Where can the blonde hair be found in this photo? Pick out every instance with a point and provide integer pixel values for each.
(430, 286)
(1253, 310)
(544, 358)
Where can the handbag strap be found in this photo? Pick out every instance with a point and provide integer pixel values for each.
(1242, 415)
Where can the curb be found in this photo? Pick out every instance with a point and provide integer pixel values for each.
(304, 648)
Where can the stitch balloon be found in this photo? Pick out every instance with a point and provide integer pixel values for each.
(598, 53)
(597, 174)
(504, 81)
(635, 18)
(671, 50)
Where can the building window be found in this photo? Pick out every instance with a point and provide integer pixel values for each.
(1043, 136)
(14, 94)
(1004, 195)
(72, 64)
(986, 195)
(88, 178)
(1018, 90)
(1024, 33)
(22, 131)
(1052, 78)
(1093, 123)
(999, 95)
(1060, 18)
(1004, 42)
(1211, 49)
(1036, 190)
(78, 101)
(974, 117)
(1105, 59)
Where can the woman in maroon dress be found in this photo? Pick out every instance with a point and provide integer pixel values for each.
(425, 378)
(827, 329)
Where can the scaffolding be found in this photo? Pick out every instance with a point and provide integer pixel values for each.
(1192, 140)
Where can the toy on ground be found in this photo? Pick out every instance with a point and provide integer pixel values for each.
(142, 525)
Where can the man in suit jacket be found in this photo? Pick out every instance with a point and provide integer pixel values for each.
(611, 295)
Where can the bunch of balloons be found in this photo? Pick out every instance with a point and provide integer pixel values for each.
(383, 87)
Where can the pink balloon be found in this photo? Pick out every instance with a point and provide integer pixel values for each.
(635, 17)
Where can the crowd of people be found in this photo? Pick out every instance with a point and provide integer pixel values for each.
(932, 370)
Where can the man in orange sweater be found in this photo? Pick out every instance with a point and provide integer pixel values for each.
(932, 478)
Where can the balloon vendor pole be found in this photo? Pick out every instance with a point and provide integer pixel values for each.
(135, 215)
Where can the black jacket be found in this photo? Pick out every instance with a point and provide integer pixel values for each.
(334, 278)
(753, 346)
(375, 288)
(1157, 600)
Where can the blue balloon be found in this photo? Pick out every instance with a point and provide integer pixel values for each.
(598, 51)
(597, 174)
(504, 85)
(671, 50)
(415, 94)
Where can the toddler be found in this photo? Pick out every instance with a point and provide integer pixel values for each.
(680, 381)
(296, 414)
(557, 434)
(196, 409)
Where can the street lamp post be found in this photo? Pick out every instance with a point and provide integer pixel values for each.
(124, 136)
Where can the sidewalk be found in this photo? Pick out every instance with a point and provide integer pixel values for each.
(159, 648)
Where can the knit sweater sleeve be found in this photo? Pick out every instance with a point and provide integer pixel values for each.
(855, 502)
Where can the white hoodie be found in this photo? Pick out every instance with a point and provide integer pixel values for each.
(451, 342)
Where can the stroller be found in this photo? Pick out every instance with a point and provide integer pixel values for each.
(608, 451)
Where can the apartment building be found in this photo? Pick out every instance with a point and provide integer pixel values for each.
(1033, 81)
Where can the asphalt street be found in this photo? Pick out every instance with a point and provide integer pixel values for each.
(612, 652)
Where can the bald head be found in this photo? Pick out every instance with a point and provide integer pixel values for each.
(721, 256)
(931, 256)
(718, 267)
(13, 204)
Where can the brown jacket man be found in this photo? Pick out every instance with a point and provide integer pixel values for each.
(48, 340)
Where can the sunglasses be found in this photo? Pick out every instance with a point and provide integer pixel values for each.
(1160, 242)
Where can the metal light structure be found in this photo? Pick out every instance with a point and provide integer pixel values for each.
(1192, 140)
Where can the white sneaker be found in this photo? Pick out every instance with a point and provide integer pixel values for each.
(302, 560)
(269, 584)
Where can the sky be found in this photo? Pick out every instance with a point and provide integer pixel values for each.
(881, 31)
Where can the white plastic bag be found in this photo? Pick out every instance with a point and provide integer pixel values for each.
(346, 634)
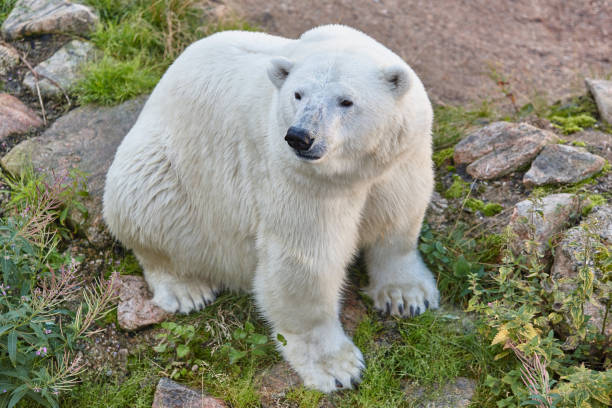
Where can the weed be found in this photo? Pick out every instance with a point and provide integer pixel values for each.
(30, 190)
(450, 123)
(572, 124)
(139, 39)
(458, 188)
(38, 332)
(5, 8)
(443, 155)
(109, 81)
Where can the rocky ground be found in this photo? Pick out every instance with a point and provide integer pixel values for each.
(546, 46)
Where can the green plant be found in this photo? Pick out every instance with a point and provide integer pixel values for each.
(488, 209)
(542, 329)
(177, 339)
(30, 189)
(572, 124)
(139, 39)
(458, 188)
(248, 342)
(5, 8)
(109, 81)
(451, 122)
(38, 330)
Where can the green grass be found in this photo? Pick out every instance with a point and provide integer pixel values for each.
(134, 391)
(109, 81)
(451, 123)
(138, 40)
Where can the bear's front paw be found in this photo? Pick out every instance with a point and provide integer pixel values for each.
(323, 369)
(182, 297)
(406, 300)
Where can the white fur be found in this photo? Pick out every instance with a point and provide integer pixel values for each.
(209, 196)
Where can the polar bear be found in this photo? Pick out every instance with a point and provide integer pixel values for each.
(261, 163)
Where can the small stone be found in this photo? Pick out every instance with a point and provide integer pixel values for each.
(602, 92)
(454, 394)
(170, 394)
(63, 67)
(35, 17)
(561, 164)
(275, 382)
(595, 230)
(85, 138)
(15, 117)
(498, 136)
(539, 220)
(135, 309)
(500, 148)
(8, 59)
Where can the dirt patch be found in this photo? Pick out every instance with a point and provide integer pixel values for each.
(544, 46)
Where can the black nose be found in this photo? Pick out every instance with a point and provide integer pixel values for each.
(299, 139)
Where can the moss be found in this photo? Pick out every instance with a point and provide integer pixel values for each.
(458, 188)
(451, 123)
(593, 200)
(572, 124)
(109, 81)
(443, 155)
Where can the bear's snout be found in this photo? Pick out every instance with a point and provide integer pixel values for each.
(299, 139)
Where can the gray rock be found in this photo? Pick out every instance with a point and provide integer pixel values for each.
(33, 17)
(169, 394)
(454, 394)
(63, 67)
(561, 164)
(539, 220)
(8, 59)
(500, 148)
(15, 117)
(602, 92)
(595, 230)
(135, 309)
(86, 138)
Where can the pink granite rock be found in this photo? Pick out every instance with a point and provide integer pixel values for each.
(15, 117)
(561, 164)
(135, 309)
(170, 394)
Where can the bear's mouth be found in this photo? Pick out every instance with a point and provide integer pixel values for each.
(307, 155)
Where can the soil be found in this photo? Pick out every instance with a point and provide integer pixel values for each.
(542, 46)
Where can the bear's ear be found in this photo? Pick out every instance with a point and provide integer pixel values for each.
(396, 78)
(279, 70)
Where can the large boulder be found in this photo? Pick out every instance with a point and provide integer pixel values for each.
(592, 235)
(64, 68)
(602, 92)
(15, 117)
(500, 148)
(135, 309)
(85, 138)
(35, 17)
(170, 394)
(539, 220)
(561, 164)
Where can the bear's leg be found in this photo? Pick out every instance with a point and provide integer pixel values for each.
(400, 283)
(173, 293)
(299, 291)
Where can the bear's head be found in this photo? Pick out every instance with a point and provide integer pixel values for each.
(341, 112)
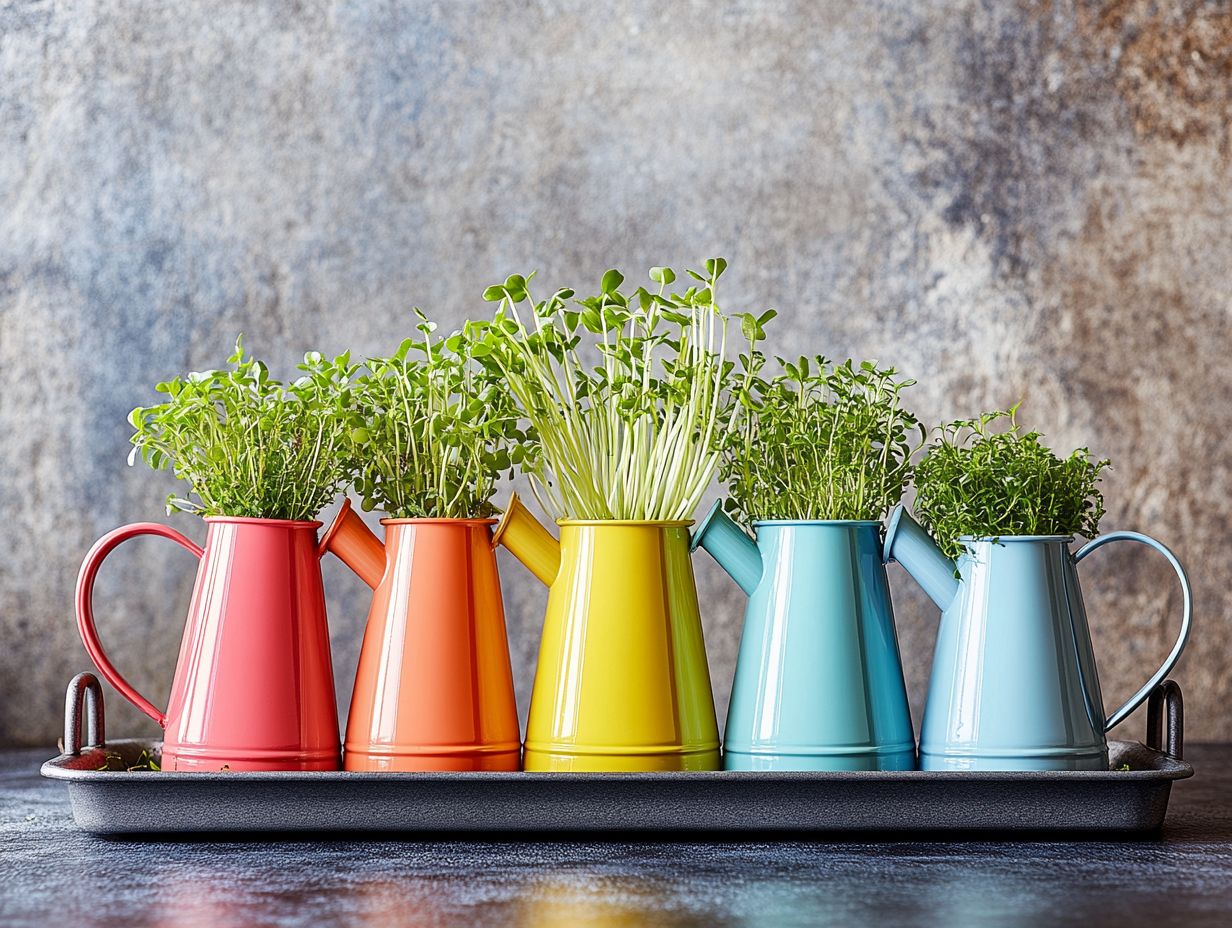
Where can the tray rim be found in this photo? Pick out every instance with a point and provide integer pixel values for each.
(58, 768)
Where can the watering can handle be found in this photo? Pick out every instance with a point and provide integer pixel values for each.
(102, 547)
(1188, 603)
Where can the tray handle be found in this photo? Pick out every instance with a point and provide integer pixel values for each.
(1166, 700)
(84, 690)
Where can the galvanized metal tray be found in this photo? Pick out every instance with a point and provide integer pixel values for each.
(109, 799)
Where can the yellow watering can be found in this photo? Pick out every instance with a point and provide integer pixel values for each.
(622, 682)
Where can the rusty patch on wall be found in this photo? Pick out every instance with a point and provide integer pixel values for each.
(1172, 63)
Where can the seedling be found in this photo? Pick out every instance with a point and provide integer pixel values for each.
(983, 483)
(626, 392)
(245, 444)
(435, 430)
(818, 441)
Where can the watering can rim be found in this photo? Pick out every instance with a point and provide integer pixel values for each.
(255, 520)
(816, 521)
(657, 523)
(441, 520)
(1007, 539)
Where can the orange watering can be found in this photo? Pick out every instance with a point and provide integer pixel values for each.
(434, 689)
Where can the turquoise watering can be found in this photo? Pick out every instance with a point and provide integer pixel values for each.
(1014, 683)
(818, 680)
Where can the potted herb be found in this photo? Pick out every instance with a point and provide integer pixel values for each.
(1014, 684)
(821, 456)
(434, 434)
(254, 687)
(626, 392)
(981, 482)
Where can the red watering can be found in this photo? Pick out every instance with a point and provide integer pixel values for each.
(254, 684)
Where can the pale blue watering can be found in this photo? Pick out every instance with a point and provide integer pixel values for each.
(818, 680)
(1014, 683)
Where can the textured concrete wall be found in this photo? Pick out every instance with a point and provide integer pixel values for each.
(1009, 201)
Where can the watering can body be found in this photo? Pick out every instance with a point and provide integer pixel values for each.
(1014, 683)
(434, 689)
(818, 680)
(254, 685)
(621, 682)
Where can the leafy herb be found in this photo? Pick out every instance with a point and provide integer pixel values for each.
(984, 483)
(824, 441)
(247, 445)
(626, 392)
(435, 431)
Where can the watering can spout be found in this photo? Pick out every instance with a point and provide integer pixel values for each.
(909, 545)
(529, 541)
(728, 544)
(355, 545)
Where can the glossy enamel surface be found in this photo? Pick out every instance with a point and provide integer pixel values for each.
(434, 689)
(254, 685)
(818, 679)
(622, 682)
(1014, 683)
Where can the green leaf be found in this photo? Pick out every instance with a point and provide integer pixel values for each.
(611, 281)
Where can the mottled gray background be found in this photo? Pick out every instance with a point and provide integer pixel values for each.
(1009, 201)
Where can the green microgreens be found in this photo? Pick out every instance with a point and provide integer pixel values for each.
(983, 483)
(436, 431)
(635, 435)
(824, 441)
(245, 444)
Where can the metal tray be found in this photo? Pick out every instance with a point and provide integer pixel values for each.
(148, 804)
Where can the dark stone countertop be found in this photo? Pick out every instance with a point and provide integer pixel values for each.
(51, 875)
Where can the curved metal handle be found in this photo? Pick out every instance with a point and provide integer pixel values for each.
(84, 689)
(1166, 699)
(102, 547)
(1174, 655)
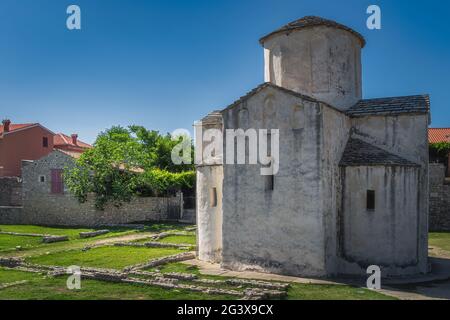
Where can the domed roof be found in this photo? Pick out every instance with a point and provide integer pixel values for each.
(313, 21)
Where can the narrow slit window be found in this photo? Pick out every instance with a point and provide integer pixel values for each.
(370, 200)
(213, 197)
(270, 182)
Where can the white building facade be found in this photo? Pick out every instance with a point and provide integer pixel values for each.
(352, 185)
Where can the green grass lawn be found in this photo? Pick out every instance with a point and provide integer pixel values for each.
(332, 292)
(34, 245)
(39, 287)
(104, 257)
(9, 243)
(72, 233)
(69, 253)
(440, 240)
(188, 239)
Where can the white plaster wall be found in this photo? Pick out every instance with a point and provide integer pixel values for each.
(388, 235)
(322, 62)
(209, 219)
(407, 136)
(281, 230)
(336, 130)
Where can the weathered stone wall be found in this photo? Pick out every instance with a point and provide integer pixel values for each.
(42, 207)
(386, 236)
(279, 230)
(10, 191)
(439, 199)
(406, 136)
(321, 62)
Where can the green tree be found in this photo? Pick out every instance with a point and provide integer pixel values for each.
(126, 162)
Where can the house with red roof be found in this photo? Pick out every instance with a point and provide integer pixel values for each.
(32, 141)
(436, 135)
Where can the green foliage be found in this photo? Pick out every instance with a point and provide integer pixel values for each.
(440, 149)
(157, 182)
(128, 162)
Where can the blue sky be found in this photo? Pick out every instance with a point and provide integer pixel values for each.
(165, 64)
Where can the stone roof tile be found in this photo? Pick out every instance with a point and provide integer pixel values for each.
(313, 21)
(391, 106)
(360, 153)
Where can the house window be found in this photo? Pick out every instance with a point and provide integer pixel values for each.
(57, 185)
(213, 197)
(370, 201)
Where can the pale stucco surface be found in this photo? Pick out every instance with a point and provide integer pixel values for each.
(315, 221)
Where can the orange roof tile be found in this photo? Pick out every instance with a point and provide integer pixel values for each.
(438, 135)
(17, 126)
(61, 139)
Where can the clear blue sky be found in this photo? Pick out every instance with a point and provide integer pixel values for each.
(166, 63)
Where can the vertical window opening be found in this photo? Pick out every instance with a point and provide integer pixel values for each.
(213, 197)
(270, 182)
(370, 201)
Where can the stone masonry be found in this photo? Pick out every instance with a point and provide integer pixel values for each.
(10, 192)
(42, 207)
(439, 198)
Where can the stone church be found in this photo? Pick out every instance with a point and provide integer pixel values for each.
(352, 186)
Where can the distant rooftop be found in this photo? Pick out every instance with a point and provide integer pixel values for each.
(393, 105)
(360, 153)
(313, 21)
(438, 135)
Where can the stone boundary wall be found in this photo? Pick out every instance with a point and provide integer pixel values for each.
(439, 218)
(65, 210)
(10, 191)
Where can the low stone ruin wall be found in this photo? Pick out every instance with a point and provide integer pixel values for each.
(65, 210)
(439, 218)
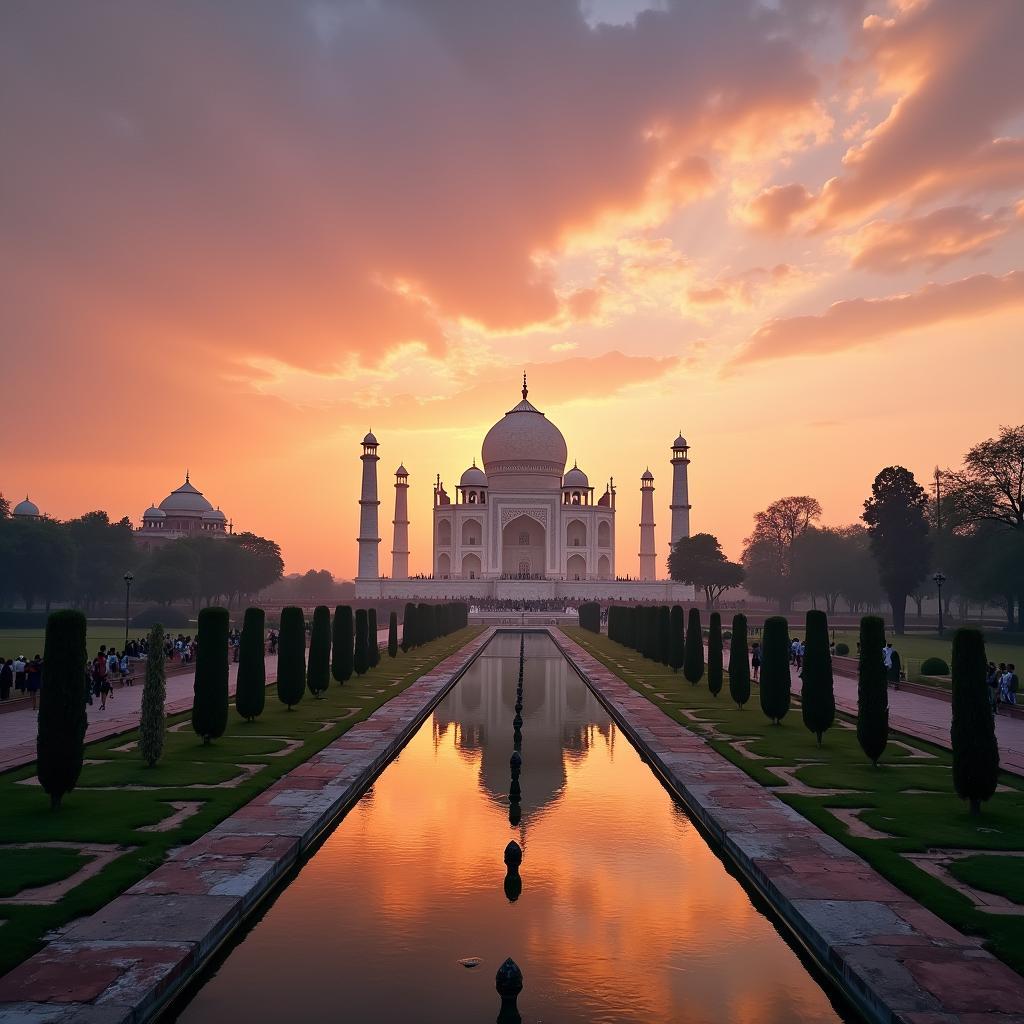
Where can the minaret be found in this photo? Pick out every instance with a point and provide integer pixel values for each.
(368, 511)
(648, 560)
(680, 491)
(399, 548)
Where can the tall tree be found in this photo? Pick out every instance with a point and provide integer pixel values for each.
(250, 689)
(210, 688)
(676, 638)
(343, 644)
(976, 752)
(318, 671)
(775, 681)
(872, 689)
(693, 648)
(739, 663)
(817, 698)
(699, 561)
(152, 719)
(715, 654)
(897, 521)
(60, 739)
(292, 656)
(768, 551)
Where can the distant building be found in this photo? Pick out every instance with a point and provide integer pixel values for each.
(184, 512)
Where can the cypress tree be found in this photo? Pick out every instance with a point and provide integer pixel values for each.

Directions: Only the lines from the one containing "Where can the distant building" to the end of the records should be repeated, exactly as they appear.

Task output:
Where can the distant building be found in this photo? Pick out every instance with a point and provide integer pixel values for each.
(184, 512)
Where can the cypress tree be found in this photo? Pick out every instance with a point and provide integer pixel values for each.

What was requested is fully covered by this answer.